A interrupção seguirá dentro de momentos."

 

As violentas ondas de choque provocadas pelo terramoto que foi o resultado das recentes eleições presidenciais nos EUA, sobretudo porque ocorre poucos meses depois da não menos brutal erupção do Brexit, justificam plenamente uma pausa no nosso trajecto para lhe dedicarmos alguns momentos de reflexão.

 

Como não subscrevemos nem a linha editorial prefabricada dos media nem a histeria escandalizada dos activistas do pensamento único, preferimos pronunciar-nos à moda dos historiadores de antanho — ou seja, tendo dado aos eventos o tempo suficiente para nos oferecerem algo de substantivo, em lugar de nos tolherem a vista com a espuma dos dias.

 

Além disso, como não dispomos nem do tempo nem dos meios para uma meticulosa análise tratadística ou estatística, iremos limitar-nos a uns quantos conceitos-chave que, acreditamos, permitem lançar alguma luz sobre o paroxismo de irracionalidade em que se encontra mergulhada a vida política não só nos EUA como, em consequência, todo o Ocidente dito "democrático".

 

Não será este o lugar de os desenvolvermos em pormenor — o que nos interessa será apenas aproveitar o favorável contexto de "study case" que os eventos nos apresentam para os fazer sobressair na paisagem.

 

Para não fazermos perder tempo aos nossos leitores, avançamos sem mais demora.

 

 

 1) Escola Nova e Autocondescendência

 

Em finais do século XIX, os engenheiros do império global aperceberam-se que apenas podiam corrigir o curso de uma história que até então não se tinha vergado aos seus habituais e revolucionários Idealismos Utópicos através de um dispositivo mais radical do que a guilhotina e a decapitação dos pensantes divergentes. Aparece assim, ainda em esboço, aquele processo que em meados do século seguinte haveria de se manifestar mais plenamente na Revolução Cultural da China Maoista.

 

Ora, o esboço que se coloca então em campo é, precisamente, o da pedagogia elementar. Uma vez que a meritocrática escola de elites se encontrava já dominada através da reformulação moderna do ensino académico, havia que passar a um modelo mais abrangente, que garantisse igualmente o controlo das massas, ou seja — do número. Tinham de lhe chamar... Escola Nova.
········
**OBJETIVO DA TAREFA:** Como continuaria o texto sobre as eleições presidenciais nos EUA e a Escola Nova a partir do ponto em que termina? Estes registos provêm de uma fonte diferente.

[Registos de indicação e rotulagem]
········
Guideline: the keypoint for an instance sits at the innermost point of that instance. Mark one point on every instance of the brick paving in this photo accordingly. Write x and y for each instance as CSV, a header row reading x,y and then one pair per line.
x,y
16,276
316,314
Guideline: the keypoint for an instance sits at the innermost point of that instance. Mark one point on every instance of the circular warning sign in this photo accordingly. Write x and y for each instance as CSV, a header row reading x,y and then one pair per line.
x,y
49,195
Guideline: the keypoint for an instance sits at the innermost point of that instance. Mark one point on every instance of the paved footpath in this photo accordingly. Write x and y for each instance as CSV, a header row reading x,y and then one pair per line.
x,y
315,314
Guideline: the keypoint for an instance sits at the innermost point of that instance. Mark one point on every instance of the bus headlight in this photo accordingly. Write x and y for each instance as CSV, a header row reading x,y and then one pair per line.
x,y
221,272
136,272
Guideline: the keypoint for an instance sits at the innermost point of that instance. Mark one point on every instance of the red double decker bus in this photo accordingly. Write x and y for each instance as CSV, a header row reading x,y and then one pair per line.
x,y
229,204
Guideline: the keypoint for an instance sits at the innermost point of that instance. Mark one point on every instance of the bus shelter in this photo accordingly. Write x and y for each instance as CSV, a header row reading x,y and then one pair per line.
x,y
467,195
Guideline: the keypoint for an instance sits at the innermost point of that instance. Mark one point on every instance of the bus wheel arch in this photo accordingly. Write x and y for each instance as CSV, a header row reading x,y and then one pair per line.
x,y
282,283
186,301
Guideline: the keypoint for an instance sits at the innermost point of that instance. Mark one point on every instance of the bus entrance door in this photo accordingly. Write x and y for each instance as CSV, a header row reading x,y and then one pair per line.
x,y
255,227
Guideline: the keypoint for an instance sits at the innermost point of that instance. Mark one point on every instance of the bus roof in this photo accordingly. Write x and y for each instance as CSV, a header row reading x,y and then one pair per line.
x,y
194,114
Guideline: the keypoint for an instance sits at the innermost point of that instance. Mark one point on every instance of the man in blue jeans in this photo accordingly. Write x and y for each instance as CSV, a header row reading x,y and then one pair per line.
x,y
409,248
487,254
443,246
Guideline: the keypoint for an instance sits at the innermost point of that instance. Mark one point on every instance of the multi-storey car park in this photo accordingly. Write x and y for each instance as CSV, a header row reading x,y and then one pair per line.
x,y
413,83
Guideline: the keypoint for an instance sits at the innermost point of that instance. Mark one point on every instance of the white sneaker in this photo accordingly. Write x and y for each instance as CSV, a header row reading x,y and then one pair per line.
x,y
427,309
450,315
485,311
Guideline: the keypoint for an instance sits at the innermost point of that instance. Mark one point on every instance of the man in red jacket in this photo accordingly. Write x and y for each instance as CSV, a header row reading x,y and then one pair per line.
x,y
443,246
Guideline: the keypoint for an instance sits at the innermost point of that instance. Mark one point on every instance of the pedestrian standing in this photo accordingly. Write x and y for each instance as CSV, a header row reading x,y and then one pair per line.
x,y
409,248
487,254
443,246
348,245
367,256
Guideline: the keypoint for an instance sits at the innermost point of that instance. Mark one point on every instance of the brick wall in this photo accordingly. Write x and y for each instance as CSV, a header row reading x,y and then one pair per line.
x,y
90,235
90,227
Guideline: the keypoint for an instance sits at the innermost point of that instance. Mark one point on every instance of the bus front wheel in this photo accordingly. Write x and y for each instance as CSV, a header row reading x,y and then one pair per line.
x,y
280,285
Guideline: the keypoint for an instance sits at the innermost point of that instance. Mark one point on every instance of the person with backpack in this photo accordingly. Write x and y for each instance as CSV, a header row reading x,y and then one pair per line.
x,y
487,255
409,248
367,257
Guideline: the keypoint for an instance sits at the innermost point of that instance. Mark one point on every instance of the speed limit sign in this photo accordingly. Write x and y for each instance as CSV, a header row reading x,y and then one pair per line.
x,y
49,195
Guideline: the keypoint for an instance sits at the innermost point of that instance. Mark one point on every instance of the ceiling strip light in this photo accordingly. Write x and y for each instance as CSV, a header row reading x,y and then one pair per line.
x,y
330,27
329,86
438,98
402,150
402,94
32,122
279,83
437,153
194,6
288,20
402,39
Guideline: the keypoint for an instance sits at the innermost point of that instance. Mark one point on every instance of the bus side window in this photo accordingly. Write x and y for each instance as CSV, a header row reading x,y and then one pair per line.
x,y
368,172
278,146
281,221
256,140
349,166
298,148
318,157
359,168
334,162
········
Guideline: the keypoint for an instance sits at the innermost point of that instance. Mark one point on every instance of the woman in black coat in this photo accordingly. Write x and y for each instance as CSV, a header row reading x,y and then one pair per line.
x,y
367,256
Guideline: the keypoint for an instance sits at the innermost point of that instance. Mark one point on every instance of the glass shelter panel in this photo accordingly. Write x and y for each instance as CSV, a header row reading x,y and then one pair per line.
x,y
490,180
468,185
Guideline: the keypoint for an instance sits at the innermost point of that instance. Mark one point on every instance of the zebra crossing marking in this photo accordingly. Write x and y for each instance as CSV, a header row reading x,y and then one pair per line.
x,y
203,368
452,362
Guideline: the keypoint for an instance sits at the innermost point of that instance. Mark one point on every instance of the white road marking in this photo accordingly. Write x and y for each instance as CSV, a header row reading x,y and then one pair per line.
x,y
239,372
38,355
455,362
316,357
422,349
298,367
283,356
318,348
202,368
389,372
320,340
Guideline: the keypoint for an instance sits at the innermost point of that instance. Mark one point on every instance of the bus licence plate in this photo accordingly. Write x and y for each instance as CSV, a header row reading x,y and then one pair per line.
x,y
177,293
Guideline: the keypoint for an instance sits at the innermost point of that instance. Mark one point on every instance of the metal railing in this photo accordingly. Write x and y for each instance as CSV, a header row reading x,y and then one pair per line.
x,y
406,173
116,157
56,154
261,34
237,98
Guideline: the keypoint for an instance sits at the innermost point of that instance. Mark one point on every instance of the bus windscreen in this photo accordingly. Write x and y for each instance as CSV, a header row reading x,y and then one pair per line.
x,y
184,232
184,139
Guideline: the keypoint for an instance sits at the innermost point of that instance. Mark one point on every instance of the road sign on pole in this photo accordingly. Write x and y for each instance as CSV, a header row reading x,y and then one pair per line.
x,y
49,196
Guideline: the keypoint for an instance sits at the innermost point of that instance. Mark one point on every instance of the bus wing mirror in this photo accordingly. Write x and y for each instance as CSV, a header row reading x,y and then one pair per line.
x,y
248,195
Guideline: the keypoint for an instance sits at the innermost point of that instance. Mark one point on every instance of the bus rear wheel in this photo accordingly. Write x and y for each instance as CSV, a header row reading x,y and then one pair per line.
········
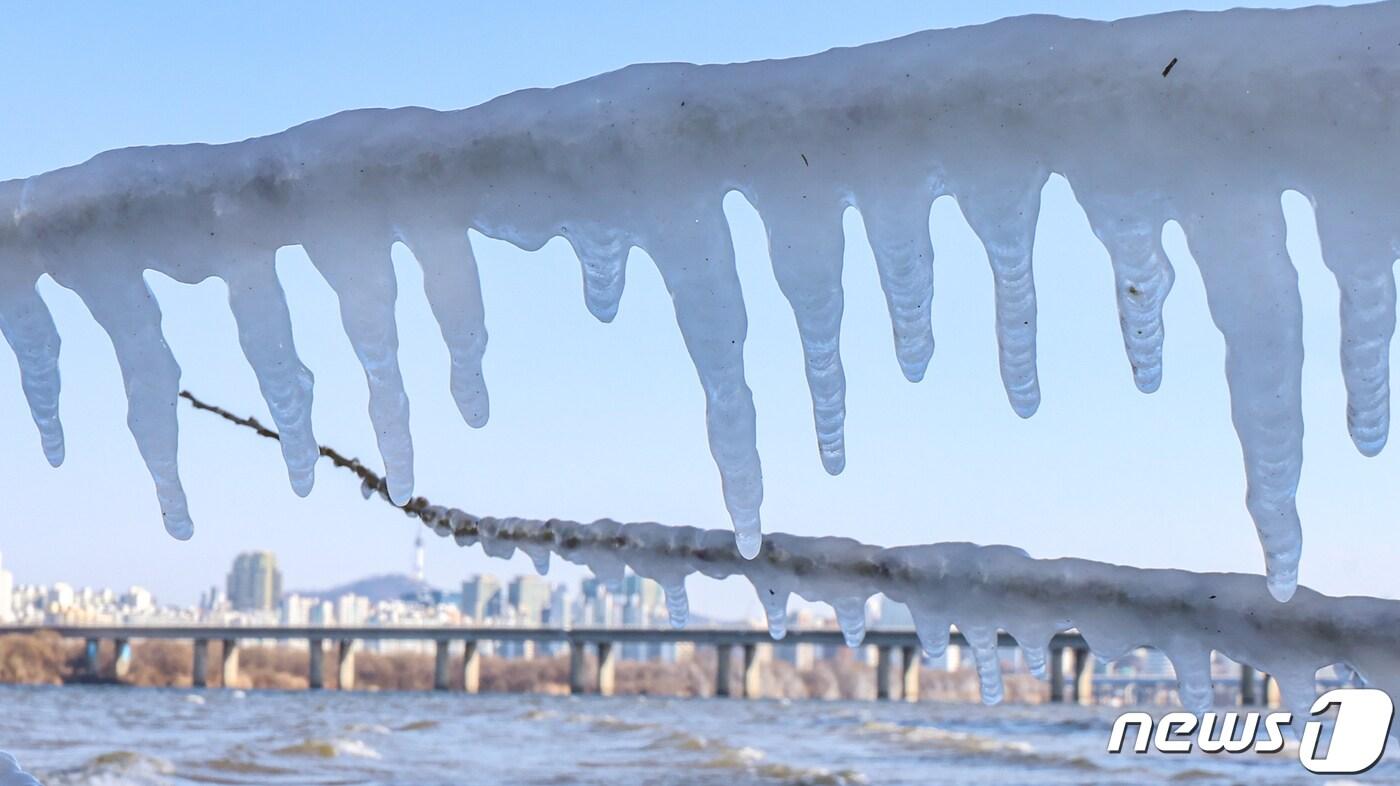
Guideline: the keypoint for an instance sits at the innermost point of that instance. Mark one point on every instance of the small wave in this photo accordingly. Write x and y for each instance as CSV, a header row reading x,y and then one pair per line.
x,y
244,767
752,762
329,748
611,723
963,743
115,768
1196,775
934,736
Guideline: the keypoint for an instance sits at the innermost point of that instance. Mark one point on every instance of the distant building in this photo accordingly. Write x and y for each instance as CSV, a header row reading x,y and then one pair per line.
········
**RESPOSTA ESCRITA:**
 

Se tivermos presente que este processo avança em paralelo com o da afirmação da psicologia como "ciência autónoma" com Sigmund Freud, talvez se torne mais clara a sua interpretação.

 

Os instrumentos a reter são os de princípio de prazer e princípio de realidade. E o fim a obter é o da manutenção do indivíduo no estado larvar de "infantilismo carente".

 

Como não nos podemos alongar no assunto, é suficiente reter que para garantir a manutenção do ser humano num estádio de submissão ao desejo e à gratificação imediata (o do "princípio de prazer"), tão útil para a afirmação da sociedade de consumo que se deseja promover, basta "respeitar nas crianças os seus interesses e as suas necessidades". Ou seja, valorizar-lhes uma "espontaneidade e confiança" que as apeguem às "zonas de conforto do animal doméstico": satisfação gratuita das necessidades e afago prazenteiro...

 

"Mundo real, para quê ???"

 

Esse dispositivo que alimenta nelas o sentimento ficcional de conforto é precisamente o mesmo que socialmente promove a instalação da mediocridade autocondescendente.

 

 

2) Emotividade e Autocomiseração

 

O indivíduo instalado, nutrido e louvado na sua própria esfera de auto-gratificação, ou seja, como dissemos acima, que vive na aurea mediocritas da autocondescendência é um indivíduo que recusa uma mediação com o mundo, ou seja, no fundo, a própria realidade alheia.

 

São precisamente o conforto da mediocridade e essa recusa do mundo que embotam o desenvolvimento de uma racionalidade crítica e autónoma e das próprias aptidões gerais de sobrevivência. Esse estado de carência generalizada, ou seja, de dependência infantil, cria o ambiente propício para que se desenvolva nele um sentimento de insegurança emocional. Corrresponde isto, do ponto de vista social, à instalação do primado da emotividade e da autocomiseração.

 

Mais uma vez, isso que podemos também designar como hipersensibilidade burguesa (pois se manifesta sobretudo em hiperprotegidos ambientes urbanos) é um estado desejável na sociedade de consumo alienada que se deseja impôr, atendendo a que favorece a manutenção dos indivíduos numa situação de carência generalizada e necessidade compulsiva.

 

 

3) Autocomplacência e Hedonismo Masturbatório

 

Encerrado na autocondescendência e na autocomiseração, dependente para quase tudo de instituições benévolas que lhe garantam a satisfação das necessidade mais elementares, apenas restam ao indivíduo os desafios da autocomplacência.

 

Trata-se agora da absolutização do princípio de prazer. Se na infância ele corresponde a uma situação de dependência real, torna-se depois na adultícia um objectivo de vida. Deparamo-nos, portanto, com um habitual "hedonismo"... a que se associam características muito específicas.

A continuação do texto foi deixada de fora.